── SOURCE DATA

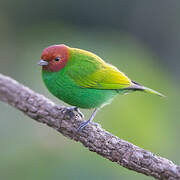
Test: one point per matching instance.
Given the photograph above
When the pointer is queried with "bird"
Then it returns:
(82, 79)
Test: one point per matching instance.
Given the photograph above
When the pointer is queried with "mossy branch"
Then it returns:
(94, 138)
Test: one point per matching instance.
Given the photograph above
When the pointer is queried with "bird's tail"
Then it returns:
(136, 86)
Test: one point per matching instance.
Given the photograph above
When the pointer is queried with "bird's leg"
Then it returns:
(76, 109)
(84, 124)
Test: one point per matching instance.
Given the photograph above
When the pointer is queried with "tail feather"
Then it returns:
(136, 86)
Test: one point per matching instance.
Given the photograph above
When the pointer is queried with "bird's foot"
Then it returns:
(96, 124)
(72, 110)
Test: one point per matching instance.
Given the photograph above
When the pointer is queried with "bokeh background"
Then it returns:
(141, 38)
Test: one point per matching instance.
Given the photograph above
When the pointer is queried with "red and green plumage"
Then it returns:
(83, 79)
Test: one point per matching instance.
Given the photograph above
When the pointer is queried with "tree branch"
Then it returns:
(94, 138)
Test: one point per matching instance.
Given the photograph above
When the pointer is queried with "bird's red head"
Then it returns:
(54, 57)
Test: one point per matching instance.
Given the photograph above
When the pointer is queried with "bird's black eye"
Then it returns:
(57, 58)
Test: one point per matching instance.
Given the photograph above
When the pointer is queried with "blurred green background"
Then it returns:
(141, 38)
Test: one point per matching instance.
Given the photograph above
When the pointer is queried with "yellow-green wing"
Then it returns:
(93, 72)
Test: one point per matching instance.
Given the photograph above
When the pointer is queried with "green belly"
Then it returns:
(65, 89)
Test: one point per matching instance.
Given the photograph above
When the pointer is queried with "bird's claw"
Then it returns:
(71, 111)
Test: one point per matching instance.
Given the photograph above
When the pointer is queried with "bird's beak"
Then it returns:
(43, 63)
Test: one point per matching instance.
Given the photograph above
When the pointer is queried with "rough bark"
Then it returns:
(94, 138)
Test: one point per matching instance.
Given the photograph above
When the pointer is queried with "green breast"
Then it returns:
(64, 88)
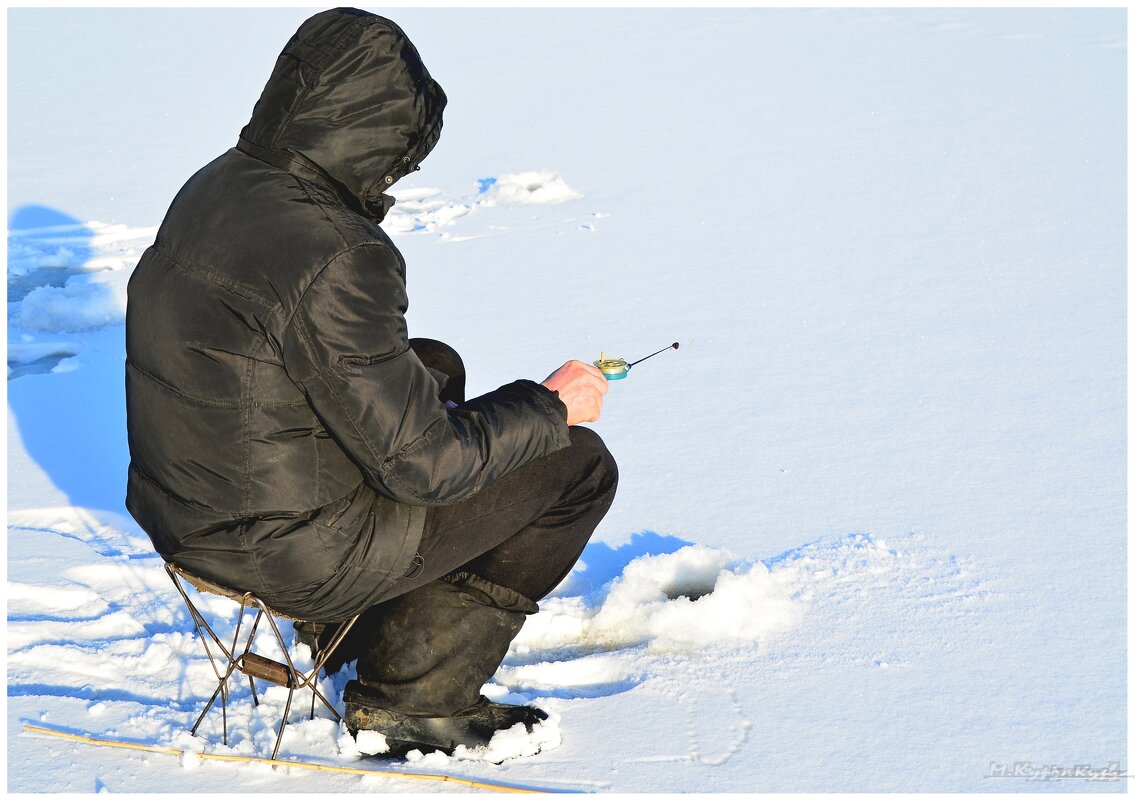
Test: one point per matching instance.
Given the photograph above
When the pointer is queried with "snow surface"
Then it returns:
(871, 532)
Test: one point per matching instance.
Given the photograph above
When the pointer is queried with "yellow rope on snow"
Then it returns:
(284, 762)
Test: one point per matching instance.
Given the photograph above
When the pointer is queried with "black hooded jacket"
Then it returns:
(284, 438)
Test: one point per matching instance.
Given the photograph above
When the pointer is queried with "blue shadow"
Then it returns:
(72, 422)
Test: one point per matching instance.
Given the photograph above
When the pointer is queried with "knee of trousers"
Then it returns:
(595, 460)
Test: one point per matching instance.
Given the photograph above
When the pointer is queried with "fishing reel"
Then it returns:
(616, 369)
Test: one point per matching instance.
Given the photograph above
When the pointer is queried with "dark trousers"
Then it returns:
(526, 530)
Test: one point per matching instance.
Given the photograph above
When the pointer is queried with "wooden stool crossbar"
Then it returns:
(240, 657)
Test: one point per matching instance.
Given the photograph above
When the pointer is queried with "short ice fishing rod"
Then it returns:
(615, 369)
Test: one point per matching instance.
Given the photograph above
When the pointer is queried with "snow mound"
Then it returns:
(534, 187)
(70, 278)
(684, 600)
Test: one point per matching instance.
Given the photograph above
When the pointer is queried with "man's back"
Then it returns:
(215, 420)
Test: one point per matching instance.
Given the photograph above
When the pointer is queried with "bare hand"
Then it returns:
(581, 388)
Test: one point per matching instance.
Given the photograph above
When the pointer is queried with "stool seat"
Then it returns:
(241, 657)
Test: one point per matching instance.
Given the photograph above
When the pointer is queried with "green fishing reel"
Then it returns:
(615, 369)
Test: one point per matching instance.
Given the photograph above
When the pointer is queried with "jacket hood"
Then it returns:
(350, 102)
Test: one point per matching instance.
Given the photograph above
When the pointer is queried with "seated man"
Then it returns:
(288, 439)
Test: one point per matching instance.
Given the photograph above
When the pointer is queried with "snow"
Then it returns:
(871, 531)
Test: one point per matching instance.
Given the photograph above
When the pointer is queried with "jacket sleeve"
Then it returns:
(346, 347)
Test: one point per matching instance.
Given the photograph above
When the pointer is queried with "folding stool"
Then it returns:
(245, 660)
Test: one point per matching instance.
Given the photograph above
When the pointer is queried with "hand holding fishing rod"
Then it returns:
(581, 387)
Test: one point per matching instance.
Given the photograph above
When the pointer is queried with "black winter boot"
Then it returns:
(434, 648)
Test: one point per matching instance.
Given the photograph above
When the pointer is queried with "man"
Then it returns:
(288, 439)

────
── SOURCE DATA

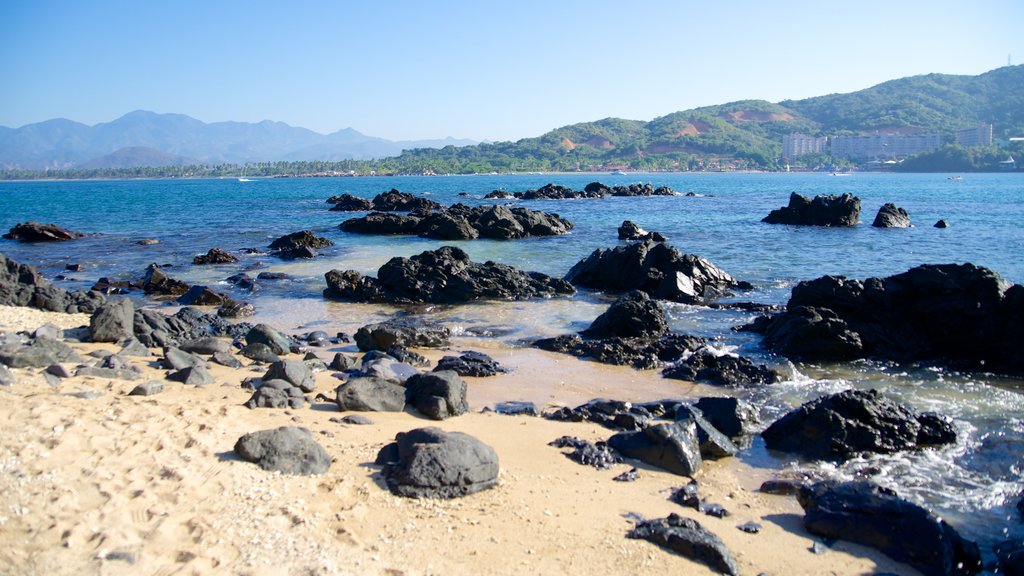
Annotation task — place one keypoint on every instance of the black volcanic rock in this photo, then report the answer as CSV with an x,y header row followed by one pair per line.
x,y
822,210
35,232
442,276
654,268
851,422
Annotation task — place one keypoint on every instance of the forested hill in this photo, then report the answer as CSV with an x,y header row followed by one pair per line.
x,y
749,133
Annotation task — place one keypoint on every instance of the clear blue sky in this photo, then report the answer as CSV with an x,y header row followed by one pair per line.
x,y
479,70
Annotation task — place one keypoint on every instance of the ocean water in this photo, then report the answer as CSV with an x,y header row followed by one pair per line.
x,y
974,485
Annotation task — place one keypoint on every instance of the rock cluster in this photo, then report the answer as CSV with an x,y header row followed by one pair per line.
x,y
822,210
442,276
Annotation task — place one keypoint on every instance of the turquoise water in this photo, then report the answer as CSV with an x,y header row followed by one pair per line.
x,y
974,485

────
── SOURCE DATA

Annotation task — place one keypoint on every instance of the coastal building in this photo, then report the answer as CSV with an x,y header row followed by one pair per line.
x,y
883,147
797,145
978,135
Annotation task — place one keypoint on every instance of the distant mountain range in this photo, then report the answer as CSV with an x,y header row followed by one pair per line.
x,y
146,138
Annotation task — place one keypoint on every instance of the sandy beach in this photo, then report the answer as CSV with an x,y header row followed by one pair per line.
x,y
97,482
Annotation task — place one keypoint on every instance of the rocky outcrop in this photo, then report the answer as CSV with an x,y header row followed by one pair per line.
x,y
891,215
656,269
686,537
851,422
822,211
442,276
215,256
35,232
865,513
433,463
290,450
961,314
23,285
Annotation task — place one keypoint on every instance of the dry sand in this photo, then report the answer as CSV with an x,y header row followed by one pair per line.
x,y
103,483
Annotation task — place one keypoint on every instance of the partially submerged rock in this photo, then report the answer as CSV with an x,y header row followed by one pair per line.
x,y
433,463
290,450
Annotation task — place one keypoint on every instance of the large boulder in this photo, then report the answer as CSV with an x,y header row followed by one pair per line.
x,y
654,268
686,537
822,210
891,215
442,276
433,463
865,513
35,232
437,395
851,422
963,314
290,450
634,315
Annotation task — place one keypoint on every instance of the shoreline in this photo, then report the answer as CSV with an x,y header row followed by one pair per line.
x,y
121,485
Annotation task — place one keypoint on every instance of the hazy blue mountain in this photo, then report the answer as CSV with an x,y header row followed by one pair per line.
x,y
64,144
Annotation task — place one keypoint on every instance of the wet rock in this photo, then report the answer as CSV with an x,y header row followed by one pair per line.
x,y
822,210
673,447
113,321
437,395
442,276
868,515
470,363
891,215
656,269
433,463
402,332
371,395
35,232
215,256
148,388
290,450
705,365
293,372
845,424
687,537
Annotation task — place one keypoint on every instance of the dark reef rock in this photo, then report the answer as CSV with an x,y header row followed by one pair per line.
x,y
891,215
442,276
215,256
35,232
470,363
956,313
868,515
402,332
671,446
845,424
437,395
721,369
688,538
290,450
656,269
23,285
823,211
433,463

────

WORK INSTRUCTIONS: Working from the entries above, find every line in which the word "branch" occurs and copy it.

RESULT OF THE TASK:
When the pointer is queried with "mossy branch"
When the pointer is queried with "tree branch"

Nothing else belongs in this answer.